[Records from a dataset]
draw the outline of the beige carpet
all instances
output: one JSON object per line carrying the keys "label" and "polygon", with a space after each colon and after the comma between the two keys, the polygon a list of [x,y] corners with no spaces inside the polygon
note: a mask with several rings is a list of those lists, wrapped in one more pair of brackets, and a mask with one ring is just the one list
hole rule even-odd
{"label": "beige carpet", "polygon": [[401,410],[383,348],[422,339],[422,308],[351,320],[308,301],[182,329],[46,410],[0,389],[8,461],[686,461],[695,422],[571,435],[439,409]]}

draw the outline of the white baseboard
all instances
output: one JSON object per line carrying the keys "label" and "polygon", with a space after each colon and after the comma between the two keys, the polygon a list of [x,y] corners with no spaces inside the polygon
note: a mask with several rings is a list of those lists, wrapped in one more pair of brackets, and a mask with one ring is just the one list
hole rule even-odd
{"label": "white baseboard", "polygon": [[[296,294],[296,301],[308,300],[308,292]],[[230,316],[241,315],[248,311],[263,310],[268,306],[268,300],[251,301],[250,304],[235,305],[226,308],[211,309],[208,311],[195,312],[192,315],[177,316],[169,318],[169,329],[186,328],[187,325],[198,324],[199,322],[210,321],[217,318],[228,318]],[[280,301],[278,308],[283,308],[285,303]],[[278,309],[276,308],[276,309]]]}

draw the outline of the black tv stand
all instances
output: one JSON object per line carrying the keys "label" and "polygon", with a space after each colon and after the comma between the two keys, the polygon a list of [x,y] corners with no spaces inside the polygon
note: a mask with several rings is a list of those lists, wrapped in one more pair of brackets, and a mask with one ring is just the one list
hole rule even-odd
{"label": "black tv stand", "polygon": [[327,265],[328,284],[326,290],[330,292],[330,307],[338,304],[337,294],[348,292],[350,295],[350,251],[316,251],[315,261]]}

TASK REQUIREMENTS
Reproduce the listing above line for line, with no changes.

RESULT FOR THIS TASK
draw the outline of the beige carpet
all instances
output: one JSON object per line carrying the keys "label" and "polygon", with a space after each colon and after the comma between the two keys, the polygon a list of [x,y] corners with no spaces inside the polygon
note: a mask with several rings is a list of those lists, wrapped in one more pair of brackets, and a mask with one ring is just the one list
hole rule even-odd
{"label": "beige carpet", "polygon": [[401,410],[383,348],[422,339],[422,308],[351,320],[308,301],[182,329],[46,410],[0,389],[8,461],[686,461],[695,422],[571,435],[439,409]]}

draw the outline of the white baseboard
all instances
output: one JSON object per line carrying the keys "label" and "polygon", with a space after each colon and after the comma between the two keys, the polygon a list of [x,y] corners with no spaces inside the polygon
note: a mask with several rings is a list of those lists, wrapped in one more pair of brackets, and a mask with one ring is just the one list
hole rule even-odd
{"label": "white baseboard", "polygon": [[[296,294],[296,301],[308,300],[308,292]],[[230,316],[241,315],[248,311],[263,310],[268,306],[268,300],[251,301],[250,304],[235,305],[226,308],[211,309],[208,311],[195,312],[192,315],[177,316],[169,318],[169,329],[186,328],[187,325],[198,324],[199,322],[210,321],[217,318],[228,318]],[[280,301],[278,308],[283,308],[285,303]],[[278,309],[276,308],[276,309]]]}

draw the outline of the black tv stand
all instances
output: one JSON object per line carrying the keys "label" and "polygon", with a space after each colon and after the comma between the two keys, the polygon a list of [x,y] corners with no spaces inside the polygon
note: a mask with several rings is a list of those lists, wrapped in one more pair of brackets, and a mask with one ring is just the one list
hole rule even-odd
{"label": "black tv stand", "polygon": [[327,265],[328,284],[326,290],[330,292],[330,307],[338,304],[337,294],[348,292],[350,295],[350,251],[316,251],[315,261]]}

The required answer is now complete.